*** INPUT DATA ***

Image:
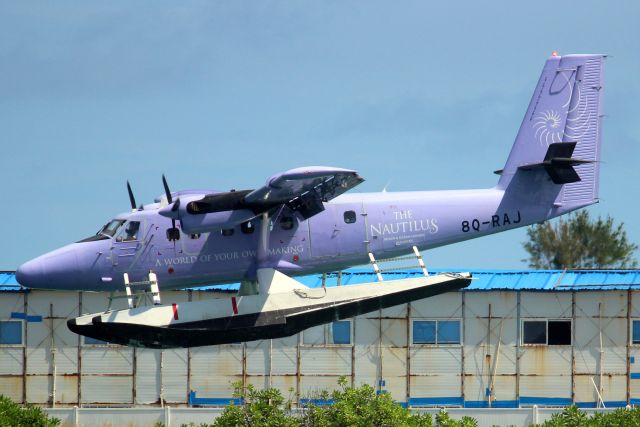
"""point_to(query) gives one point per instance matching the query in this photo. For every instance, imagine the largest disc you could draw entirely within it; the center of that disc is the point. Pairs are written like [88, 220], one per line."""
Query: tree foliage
[351, 406]
[15, 415]
[579, 242]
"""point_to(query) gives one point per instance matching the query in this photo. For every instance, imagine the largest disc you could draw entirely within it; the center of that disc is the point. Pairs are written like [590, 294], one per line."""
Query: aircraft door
[127, 246]
[338, 230]
[288, 238]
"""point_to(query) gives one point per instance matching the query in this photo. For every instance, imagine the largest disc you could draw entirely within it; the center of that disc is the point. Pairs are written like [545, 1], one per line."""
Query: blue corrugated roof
[484, 280]
[488, 280]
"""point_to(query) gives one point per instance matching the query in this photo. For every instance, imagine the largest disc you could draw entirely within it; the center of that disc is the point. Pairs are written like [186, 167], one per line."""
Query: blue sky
[222, 94]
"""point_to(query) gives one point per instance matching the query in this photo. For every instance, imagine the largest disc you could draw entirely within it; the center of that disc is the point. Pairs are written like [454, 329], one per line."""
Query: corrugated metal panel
[106, 389]
[504, 387]
[147, 376]
[547, 386]
[217, 386]
[614, 388]
[635, 304]
[436, 386]
[396, 387]
[536, 304]
[38, 388]
[39, 360]
[216, 360]
[366, 365]
[10, 360]
[588, 359]
[174, 375]
[485, 280]
[12, 387]
[394, 332]
[325, 360]
[394, 361]
[591, 304]
[258, 358]
[477, 362]
[394, 312]
[107, 360]
[312, 386]
[426, 360]
[66, 389]
[285, 383]
[475, 387]
[284, 356]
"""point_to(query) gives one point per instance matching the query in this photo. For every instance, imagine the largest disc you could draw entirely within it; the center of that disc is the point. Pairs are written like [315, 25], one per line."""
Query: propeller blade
[176, 205]
[166, 190]
[132, 199]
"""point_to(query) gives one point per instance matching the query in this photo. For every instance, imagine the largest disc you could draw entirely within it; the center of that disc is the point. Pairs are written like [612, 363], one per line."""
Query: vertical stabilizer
[566, 107]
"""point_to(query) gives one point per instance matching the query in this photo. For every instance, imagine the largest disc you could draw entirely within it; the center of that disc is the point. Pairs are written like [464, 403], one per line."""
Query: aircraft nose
[55, 270]
[30, 274]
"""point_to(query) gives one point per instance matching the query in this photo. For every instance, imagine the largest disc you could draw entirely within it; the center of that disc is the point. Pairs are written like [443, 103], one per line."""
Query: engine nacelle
[214, 221]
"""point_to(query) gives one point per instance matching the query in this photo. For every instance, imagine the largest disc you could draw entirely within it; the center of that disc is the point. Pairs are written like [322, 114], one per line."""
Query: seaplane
[305, 221]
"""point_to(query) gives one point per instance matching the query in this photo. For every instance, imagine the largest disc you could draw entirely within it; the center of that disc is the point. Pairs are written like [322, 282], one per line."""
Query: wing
[304, 189]
[284, 187]
[301, 189]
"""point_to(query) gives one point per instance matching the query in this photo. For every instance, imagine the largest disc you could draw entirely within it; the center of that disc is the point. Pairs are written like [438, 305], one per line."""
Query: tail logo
[547, 127]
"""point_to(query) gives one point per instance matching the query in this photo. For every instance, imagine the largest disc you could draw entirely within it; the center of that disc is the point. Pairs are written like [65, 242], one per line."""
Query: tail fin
[560, 133]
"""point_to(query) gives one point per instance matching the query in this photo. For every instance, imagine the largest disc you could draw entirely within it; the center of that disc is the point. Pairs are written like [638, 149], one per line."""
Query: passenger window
[350, 217]
[130, 232]
[286, 223]
[247, 227]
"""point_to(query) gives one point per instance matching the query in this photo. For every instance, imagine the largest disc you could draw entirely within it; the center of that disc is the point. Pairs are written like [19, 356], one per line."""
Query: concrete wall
[490, 368]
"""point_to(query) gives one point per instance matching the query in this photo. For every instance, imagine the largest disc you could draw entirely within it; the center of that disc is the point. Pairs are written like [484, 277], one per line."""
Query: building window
[635, 337]
[335, 333]
[350, 217]
[436, 332]
[546, 332]
[11, 332]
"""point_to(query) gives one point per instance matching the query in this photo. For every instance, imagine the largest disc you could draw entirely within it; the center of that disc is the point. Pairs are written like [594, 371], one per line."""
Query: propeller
[132, 199]
[172, 233]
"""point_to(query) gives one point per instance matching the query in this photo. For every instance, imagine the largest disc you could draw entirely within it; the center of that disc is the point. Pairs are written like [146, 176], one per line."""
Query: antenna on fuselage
[132, 199]
[173, 233]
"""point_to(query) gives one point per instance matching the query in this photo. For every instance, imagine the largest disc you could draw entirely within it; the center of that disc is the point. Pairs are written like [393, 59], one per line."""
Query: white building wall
[61, 370]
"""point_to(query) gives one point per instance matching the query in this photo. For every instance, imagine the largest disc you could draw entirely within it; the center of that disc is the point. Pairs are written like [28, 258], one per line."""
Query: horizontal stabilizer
[558, 163]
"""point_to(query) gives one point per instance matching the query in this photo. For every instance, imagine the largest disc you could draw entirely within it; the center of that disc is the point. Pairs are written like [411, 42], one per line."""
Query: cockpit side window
[111, 228]
[106, 232]
[129, 232]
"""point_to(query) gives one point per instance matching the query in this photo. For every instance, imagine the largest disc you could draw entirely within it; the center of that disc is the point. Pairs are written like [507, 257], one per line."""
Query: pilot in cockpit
[131, 231]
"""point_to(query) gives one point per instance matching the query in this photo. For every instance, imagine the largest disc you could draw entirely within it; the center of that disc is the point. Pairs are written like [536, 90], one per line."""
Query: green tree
[14, 415]
[579, 242]
[260, 408]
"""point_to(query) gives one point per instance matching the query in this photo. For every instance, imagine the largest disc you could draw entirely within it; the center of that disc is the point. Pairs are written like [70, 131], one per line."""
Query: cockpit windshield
[106, 232]
[111, 228]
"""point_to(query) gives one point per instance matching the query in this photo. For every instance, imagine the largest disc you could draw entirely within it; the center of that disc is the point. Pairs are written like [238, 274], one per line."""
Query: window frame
[546, 320]
[436, 343]
[22, 334]
[631, 341]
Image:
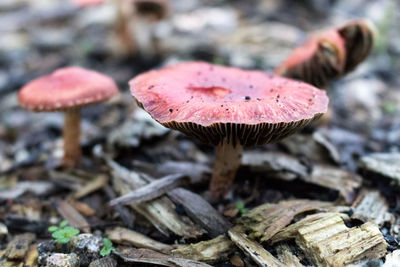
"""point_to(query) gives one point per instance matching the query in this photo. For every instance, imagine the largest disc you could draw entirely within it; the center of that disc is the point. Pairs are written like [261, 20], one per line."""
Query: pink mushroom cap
[66, 88]
[213, 102]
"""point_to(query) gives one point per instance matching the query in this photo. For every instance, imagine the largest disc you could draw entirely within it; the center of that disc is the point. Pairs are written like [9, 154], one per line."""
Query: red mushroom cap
[66, 88]
[211, 102]
[87, 3]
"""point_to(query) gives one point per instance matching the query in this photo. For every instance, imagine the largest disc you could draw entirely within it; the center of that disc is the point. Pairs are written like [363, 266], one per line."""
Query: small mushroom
[67, 89]
[359, 39]
[135, 24]
[329, 54]
[228, 108]
[320, 59]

***

▸ **REQUIREMENT**
Copy all of the records above word for word, leaving out the pictures.

▸ **SOLVED EXERCISE**
Image:
"""point_to(query) gives one point per instance matching the query in this photo. For every instance, imagine the largest disc you could draw entirely within it; the center of that disc is the point. Pairs are written like [88, 220], one per line."""
Query: tree foliage
[351, 406]
[15, 415]
[579, 242]
"""point_to(query) gives one point per instance matching the query in this photo. For every instance, imagine the largest disc you could draw entirely within it; the center of that disc is the point. Pairs are written like [590, 294], one per line."""
Query: aircraft door
[127, 246]
[338, 230]
[288, 238]
"""point_to(query) gives one point per instance matching the query in this photo. For every instance, imagine the largest disc you could draw entirely within it; the center of that disc is the point. Pairs are written like [545, 1], one per line."""
Query: blue corrugated roof
[484, 280]
[488, 280]
"""point_to(query) gives one point per instance matching the query in this photo. For every instance, imagine the largest disc you could draw entirely within it; the center of that disc is the point. Pairs are written like [186, 167], one per line."""
Query: blue sky
[222, 94]
"""point_to(query) gives one point per instance matching the query in this photo. For every instance, imagine the largest disc you could draw entirely within it; the center of that disc is the point. Pairs are written like [454, 329], one per line."""
Query: corrugated metal panel
[106, 389]
[504, 387]
[147, 376]
[547, 386]
[217, 386]
[614, 388]
[635, 304]
[436, 386]
[396, 387]
[536, 304]
[38, 388]
[39, 360]
[216, 360]
[366, 365]
[10, 360]
[588, 359]
[174, 375]
[485, 280]
[12, 387]
[394, 332]
[325, 360]
[394, 361]
[591, 304]
[258, 358]
[477, 362]
[394, 312]
[107, 360]
[312, 386]
[426, 360]
[66, 389]
[285, 383]
[475, 387]
[284, 356]
"""point_to(query) gives one point per instance matching the query in this photo. For every instance, imagine the largest disc you could draw entirely within it; the center of that disc is the point. Pairs are written like [315, 25], one per line."""
Query: propeller blade
[176, 205]
[166, 190]
[132, 199]
"""point_to(query) gives one point per instance matching the query in this photo. For every instance, imagine the largest disc you could draw entirely within it; the center of that disc is the point. Pairs are written like [612, 363], one per line."""
Query: vertical stabilizer
[566, 107]
"""point_to(query) gives one point per instance matching the query in this photo. For every instance, imagine the largest disc you could draw entirely within it; the center of that disc is the point. Pairs are written like [464, 403], one per line."""
Query: aircraft nose
[55, 270]
[30, 274]
"""point_to(query) gives one point per instance matching the query in this photo. For every instance, imagine the largest disc you could draw entirely within it; the center of that disc is the point. Pairs are written like [443, 103], one per line."""
Query: engine nacelle
[214, 221]
"""point_to(query) gives one point per instance matching the query in this photo. For every instance, imagine the largest disc you could draw entirely within it; the center of that disc is the point. Pairs are written like [322, 114], one per line."""
Query: seaplane
[305, 221]
"""point_to(query) gives one point per instance matching the query in this photo. For every instance, imagine the largest disc you could draw entirely within it; the center of that disc is the point. Pairs are written like [322, 282], one per line."""
Query: wing
[304, 189]
[284, 187]
[301, 189]
"""point_to(query) gives one point per instance matching the query in this photo. For every instance, imagine the largest disc you could draw entirely within it; the center of that disc is the point. Pairs are written like [438, 305], one per line."""
Query: tail logo
[547, 127]
"""point_to(query) gives one point per instance matching the query in this photo. For every instance, imagine the largest disc you could draw entirely within it; the center of that disc is the point. Pairs are written like [65, 242], one per line."""
Query: tail fin
[560, 133]
"""point_to(query) gives one point per instance matching the query in this photo. For every instance, imagine the largest disc you could draw entirely within it; the center of that disc is the point. Pairs are written like [638, 149], one per line."""
Query: passenger window
[350, 217]
[130, 232]
[286, 223]
[247, 227]
"""point_to(query) gives one point per instance matching the query in this photo. For every instance, imagine the largest disc you could draw entirely within it; the center of that disc is the point. Pairs are written like [19, 356], one per line."""
Query: concrete wall
[490, 368]
"""point_to(query) gives one point per instance matching the query in this photo. For every instance, imagine the largest disc you could draw entirely within it; the center of that disc is the point. Pairs are written like [484, 277], one per line."""
Query: building window
[635, 337]
[335, 333]
[350, 217]
[436, 332]
[546, 332]
[11, 332]
"""point_to(query) gives one point per instance matching the query in this photo. For every instance, imagine the largest disc you could draw entirely within it; the center of that disc is the point. Pairs are written like [594, 371], one per line."""
Query: propeller
[132, 199]
[172, 233]
"""point_to(query) gives one point per instance matching the query in this photo. For every instance, imagine the largest disc you could draw entirely within it; the center of that disc is the point. Pairs are written like [146, 176], one per line."""
Query: antenna on fuselage
[132, 199]
[173, 233]
"""point_to(query) gives one point per instance matching the query in this photo. For every instance, imagine the largest disc you could draw entirely within it; the center of that disc is the point. Pairs are written like [393, 59], one per line."""
Query: white building wall
[61, 370]
"""point_to(query) gives one point per instance matching the query in this photo. For every instance, imagine the largest disc you could draw entirely within it; the center of that disc is the point. Pairs are written like [28, 258], one per line."""
Query: horizontal stabilizer
[558, 163]
"""point_to(query) gives one point per instance matching the query in this photo. For every instance, imagine the largest disc you could draw entirely within it; the center of that disc is the point. Pairs are written like [411, 42], one per line."""
Query: cockpit side window
[111, 228]
[106, 232]
[129, 232]
"""point_to(query) gives one point per instance matching the query in this photo. For every instance, imagine the largest disc you could draw entirely within it; the center of that disc is the point. Pairs are written like [507, 257], one per line."""
Query: pilot in cockpit
[131, 231]
"""point_to(query) gives one point per instance matching the query in this photo. For every instance, imagine the largest disc you could draw entirely within it; the center of that disc is the point. Pairs are written like [536, 90], one per line."""
Query: green tree
[14, 415]
[579, 242]
[260, 408]
"""point_to(query) gives one point per instance matching the query in this photo. For every instance, imagine the largest disc you could draw entirely within it; the center of that disc is the point. Pairs are written like [70, 131], one per line."""
Query: cockpit windshield
[106, 232]
[111, 228]
"""point_to(query) gives one point per instance matching the query in this photo. For every instance, imagine the largest disc you could draw entirely within it; the center of that disc is the point. Pairs are written like [238, 274], one per line."""
Query: window frame
[546, 320]
[436, 343]
[22, 334]
[631, 341]
Image:
"""point_to(query) gives one point per instance matching the query in this photo. For every instance, imagine the largest disc you could draw entirely within it; the center of that disc is the point. Pairs are written like [261, 20], one per line."""
Query: pink mushroom cap
[66, 88]
[213, 102]
"""point_to(query) gives one point per instance matching the query in this photo. For every instance, imagine the largest disc you could draw entirely within it; the center of that disc is the point. Pairs are written like [9, 154], one per line."""
Query: red mushroom cap
[66, 88]
[211, 102]
[87, 3]
"""point_to(query) gives one point per instance matching the query in this photo. For every instance, imagine the largest disc you could draw entirely within it; the center of that disc is the point. Pairs are written like [363, 266], one per line."""
Query: small mushroom
[67, 89]
[359, 39]
[135, 24]
[329, 54]
[228, 108]
[320, 59]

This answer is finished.